Please format the entries below as a two-column CSV with the headers entry_text and points, one row per entry, putting each entry's text and its answer in a single quoted field with line breaks replaced by spaces. Cover every entry and leave the pictures out.

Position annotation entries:
........

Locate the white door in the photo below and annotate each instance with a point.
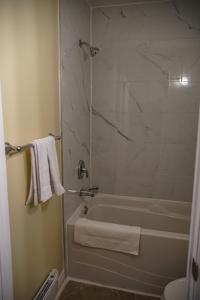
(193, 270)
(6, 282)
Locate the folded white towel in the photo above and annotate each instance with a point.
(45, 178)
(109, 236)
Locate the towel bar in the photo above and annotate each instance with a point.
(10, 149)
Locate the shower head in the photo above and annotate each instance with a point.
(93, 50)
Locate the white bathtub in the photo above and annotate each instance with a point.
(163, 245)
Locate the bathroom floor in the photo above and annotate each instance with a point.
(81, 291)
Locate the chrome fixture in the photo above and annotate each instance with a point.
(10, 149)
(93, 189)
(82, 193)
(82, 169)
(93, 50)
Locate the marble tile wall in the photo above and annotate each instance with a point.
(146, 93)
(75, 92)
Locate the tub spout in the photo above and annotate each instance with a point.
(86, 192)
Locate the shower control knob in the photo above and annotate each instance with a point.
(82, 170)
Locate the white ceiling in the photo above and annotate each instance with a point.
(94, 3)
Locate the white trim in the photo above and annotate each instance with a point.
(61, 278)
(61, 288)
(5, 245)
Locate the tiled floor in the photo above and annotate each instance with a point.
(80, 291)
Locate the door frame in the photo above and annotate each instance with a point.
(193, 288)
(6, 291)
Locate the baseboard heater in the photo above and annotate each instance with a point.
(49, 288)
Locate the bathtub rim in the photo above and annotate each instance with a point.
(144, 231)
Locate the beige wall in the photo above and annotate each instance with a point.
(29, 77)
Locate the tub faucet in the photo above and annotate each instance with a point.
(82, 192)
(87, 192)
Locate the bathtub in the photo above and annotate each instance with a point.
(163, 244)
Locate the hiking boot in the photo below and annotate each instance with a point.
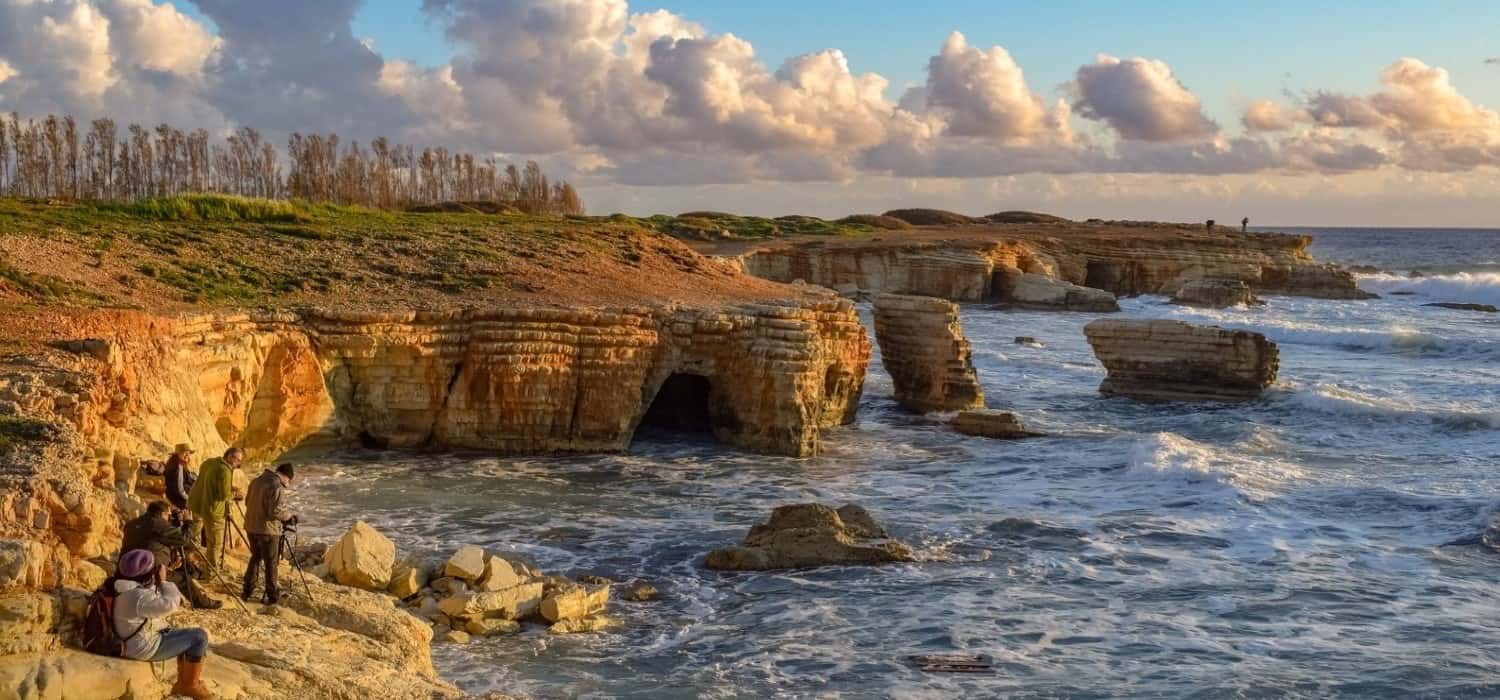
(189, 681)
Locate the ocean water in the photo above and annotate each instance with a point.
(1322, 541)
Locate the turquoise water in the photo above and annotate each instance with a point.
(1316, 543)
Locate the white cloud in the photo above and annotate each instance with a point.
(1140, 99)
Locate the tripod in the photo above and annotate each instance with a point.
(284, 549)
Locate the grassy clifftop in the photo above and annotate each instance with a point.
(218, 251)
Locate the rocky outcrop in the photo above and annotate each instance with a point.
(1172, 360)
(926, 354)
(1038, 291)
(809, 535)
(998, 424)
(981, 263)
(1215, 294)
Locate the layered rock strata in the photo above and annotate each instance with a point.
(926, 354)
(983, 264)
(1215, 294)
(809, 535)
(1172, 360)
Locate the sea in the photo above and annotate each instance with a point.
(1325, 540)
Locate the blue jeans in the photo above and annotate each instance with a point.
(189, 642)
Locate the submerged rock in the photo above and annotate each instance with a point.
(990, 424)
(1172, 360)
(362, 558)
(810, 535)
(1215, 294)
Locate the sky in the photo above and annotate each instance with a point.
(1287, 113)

........

Answer to the exercise:
entry_text,points
"Locate the white door in the photo below and annotate each instance with a point.","(193, 270) (6, 282)"
"Locate the folded white towel in the photo above and annotate each instance with a point.","(45, 178) (109, 236)"
"Locate the towel bar in the photo above and annotate each instance with a point.","(10, 149)"
"Locate the shower head in the photo above and annotate each instance with a point.","(93, 50)"
"Locate the white bathtub in the photo above and annotate each instance with a point.","(163, 245)"
"Locate the bathroom floor in the photo above and annotate each instance with a point.","(81, 291)"
"Locate the chrome fixture in the photo above and annotate each instance with a point.","(10, 149) (93, 189) (82, 193) (82, 169) (93, 50)"
"Locate the marble tile wall in the photo above and annotate each instance with a point.","(146, 93) (75, 92)"
"Locate the tub spout in the photo above and annotate each instance with a point.","(86, 192)"
"Locate the shower control knob in the photo above and annotate each instance with a point.","(82, 170)"
"Locate the white ceiling in the photo above and annotate each instance with a point.","(94, 3)"
"Locate the white trim in the photo above and annotate each instance with a point.","(61, 278) (61, 288) (5, 245)"
"Locate the tiled floor in the photo above and annotate each instance with a point.","(80, 291)"
"Locate the door frame in the photo above and annotate each instance with a point.","(193, 288) (6, 291)"
"Locate the baseboard heater in the photo above and annotate each instance with a point.","(49, 288)"
"Locate the bathtub rim in the photo above and annotate each instance with a point.","(144, 231)"
"Locate the beige wall in the photo above and annotate each instance with a point.","(29, 77)"
"Locate the tub faucet in the photo above and annotate each instance with a point.","(82, 192) (87, 192)"
"Locate the bathtub in the photo above and annotate each instance with a point.","(163, 244)"
"Locate the hiking boot in the photo below and annotate each instance with a point.","(189, 681)"
"Locate the ocean water in the photo above and annotate each instance with a point.","(1322, 541)"
"Locate the turquoise water in the photo above and annotate each instance with a point.","(1316, 543)"
"Locate the white cloud in the photo above and annotate each instance with a point.","(1140, 99)"
"Locate the tripod in the photo above and annotate each instance with a point.","(284, 549)"
"Locate the grassy clifftop in the photo above and annotate each instance with a point.","(218, 251)"
"Locate the rocky outcrop in the photo above and annotate each instance with a point.","(1172, 360) (926, 354) (1038, 291) (809, 535) (998, 424) (981, 263) (1215, 294)"
"Locate the layered rock strata in the photo above and annotate each instance with a point.","(926, 354) (983, 264) (1215, 294) (809, 535) (1172, 360)"
"Locate the sea in the photo above and annotate each instance with a point.","(1325, 540)"
"Locate the blue jeans in the photo above and annotate each instance with a point.","(189, 642)"
"Locate the submerged rock in the photo above and annotate each instance with a point.","(990, 424) (1172, 360) (362, 558) (810, 535) (1215, 294)"
"Locate the sky in the photo above and annotate each instance with a point.","(1287, 113)"